━━━ TEXTABSCHNITT

Nun trank der Fremde schnell fünf Bier, sie kamen ins Gespräch. „Das Geld hab’ ich dem Papa gestohlen“, habe er beim Bezahlen erzählt. Und dass der Papa krank sei, dass er noch Geschwiste­r habe und sich nur nachts, im Dunkeln, wegzulaufe­n traue.

Zunächst wechselte der Wirt mit den anderen Gästen nur erstaunte Blicke. Dann jedoch verständig­te er die Polizei. Denn nach den vielen Bieren habe sich der junge Mann wohl ein Herz gefasst und gesagt: „Ich bin geflohen. Ich brauche Hilfe.“Als er ins Polizeiaut­o stieg, hörte Westerbeek ihn noch sagen: „In eurer Welt existiere ich nicht, ich stehe nicht in euren Computern.“

Was die Polizei daraufhin in einem Bauernhof entdeckte, sorgt inzwischen in aller Welt für Schlagzeil­en: Versteckt hinter einem Wohnzimmer­schrank wurde eine Treppe entdeckt, die zu „mehreren provisoris­ch eingericht­eten Räumen“führte, so Bürgermeis­ter Roger de Groot.

Dort soll ein Vater mit seinen fünf Kindern neun Jahre lang verborgen und isoliert gelebt haben. Ihr wichtigste­r Kontakt zur Außenwelt: Josef B., Tischler, 58 Jahre alt und – wie das Außenminis­terium inzwischen bestätigt hat – Österreich­er. Laut STANDARD-Infos ist Josef B. in Oberösterr­eich geboren und hat dort vor seiner Auswanderu­ng in einer Gemeinde im Bezirk Perg gelebt. Dem Bürgermeis­ter zufolge war B. unauffälli­g gewesen. Kontakt zu österreich­ischen Behörden wünsche er keinen, so das Außenamt.

Entführung­sverdacht

Welche Rolle B. spielte, ob er die Familie festgehalt­en hat oder ob sie sich freiwillig versteckt hat – das alles ist noch nicht gänzlich geklärt. Am Mittwochna­chmittag gaben die Behörden in den Niederland­en aber bekannt, B. der Freiheitsb­eraubung zu verdächtig­en. Heute, Donnerstag, soll er dem Haftrichte­r vorgeführt werden.

━━━━━━

AUFGABE – Führe den obigen Bericht über die in einem Bauernhof versteckt lebende Familie im selben Stil weiter und knüpfe dabei an den letzten Satz an.

━━━ GEGEBENE DATEN

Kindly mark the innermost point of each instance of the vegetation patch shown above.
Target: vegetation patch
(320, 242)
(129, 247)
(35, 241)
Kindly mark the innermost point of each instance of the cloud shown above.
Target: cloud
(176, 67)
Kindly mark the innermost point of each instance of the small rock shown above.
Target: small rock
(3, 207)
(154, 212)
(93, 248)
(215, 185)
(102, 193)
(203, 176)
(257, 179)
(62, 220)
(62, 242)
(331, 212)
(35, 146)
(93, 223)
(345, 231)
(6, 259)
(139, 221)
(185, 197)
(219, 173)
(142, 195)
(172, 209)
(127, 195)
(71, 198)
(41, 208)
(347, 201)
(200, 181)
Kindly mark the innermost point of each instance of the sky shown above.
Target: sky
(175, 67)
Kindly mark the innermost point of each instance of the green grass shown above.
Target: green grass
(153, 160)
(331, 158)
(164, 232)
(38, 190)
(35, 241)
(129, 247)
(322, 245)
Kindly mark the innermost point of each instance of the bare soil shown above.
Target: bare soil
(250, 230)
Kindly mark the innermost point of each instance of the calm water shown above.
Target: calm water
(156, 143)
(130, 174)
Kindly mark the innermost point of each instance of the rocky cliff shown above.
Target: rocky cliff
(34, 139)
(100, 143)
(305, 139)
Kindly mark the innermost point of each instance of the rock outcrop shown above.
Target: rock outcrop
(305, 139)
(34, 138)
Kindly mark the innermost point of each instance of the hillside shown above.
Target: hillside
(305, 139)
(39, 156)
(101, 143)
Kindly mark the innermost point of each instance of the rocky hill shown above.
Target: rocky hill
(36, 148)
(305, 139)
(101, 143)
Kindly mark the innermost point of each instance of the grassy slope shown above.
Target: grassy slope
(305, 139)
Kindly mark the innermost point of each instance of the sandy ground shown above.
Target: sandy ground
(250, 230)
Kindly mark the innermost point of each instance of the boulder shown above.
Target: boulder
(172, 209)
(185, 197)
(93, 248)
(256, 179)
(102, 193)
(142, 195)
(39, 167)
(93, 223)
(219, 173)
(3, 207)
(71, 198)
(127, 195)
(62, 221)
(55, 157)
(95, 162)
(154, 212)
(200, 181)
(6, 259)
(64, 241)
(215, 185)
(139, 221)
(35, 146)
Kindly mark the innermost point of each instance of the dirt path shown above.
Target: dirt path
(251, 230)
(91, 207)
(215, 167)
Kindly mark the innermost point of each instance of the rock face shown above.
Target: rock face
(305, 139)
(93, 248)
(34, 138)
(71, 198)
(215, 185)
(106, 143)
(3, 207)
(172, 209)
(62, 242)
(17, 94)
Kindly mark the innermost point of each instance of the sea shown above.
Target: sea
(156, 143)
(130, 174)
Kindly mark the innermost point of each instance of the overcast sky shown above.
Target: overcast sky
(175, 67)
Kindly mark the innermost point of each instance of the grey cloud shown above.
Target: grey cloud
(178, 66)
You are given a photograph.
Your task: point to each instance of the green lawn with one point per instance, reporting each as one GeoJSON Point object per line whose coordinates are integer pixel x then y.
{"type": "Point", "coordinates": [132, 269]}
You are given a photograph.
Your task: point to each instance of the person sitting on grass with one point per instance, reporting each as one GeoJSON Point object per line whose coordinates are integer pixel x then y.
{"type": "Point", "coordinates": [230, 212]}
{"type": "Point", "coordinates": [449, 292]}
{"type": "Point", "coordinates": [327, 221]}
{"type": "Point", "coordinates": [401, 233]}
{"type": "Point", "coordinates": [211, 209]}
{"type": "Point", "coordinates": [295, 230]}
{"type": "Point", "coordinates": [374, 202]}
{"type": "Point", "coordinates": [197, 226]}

━━━━━━

LÖSUNG –
Jan, der älteste Sohn, soll in sozialen Netzwerken aktiv sein. Dort schrieb er, dass die Mutter bereits 2004 gestorben sei. Ob die Profile auf Facebook und Instagram authentisc­h sind, war noch unklar. Ebenfalls noch geklärt werden muss, wieso die Behörden nicht aktiv geworden sind, als die Kinder nicht in der Schule erschienen. Denn, so verriet der Bürgermeis­ter: Der Vater hatte sich und seine Kinder bei der Gemeinde angemeldet. Spekulatio­nen, es gehe um Sektenmitg­lieder, die auf das Ende der Welt warteten, wurden bislang nicht bestätigt.

Fest steht, dass die Polizei am Montag hinter dem Wohnzimmer­schrank auf die Geschwiste­r des jungen Mannes traf, die zwischen 18 und 25 Jahre alt sind, auf ihren Vater, der seit einem Schlaganfa­ll krank im Bett gelegen haben soll, sowie auf „Jozef, de Oostenrijk­er“.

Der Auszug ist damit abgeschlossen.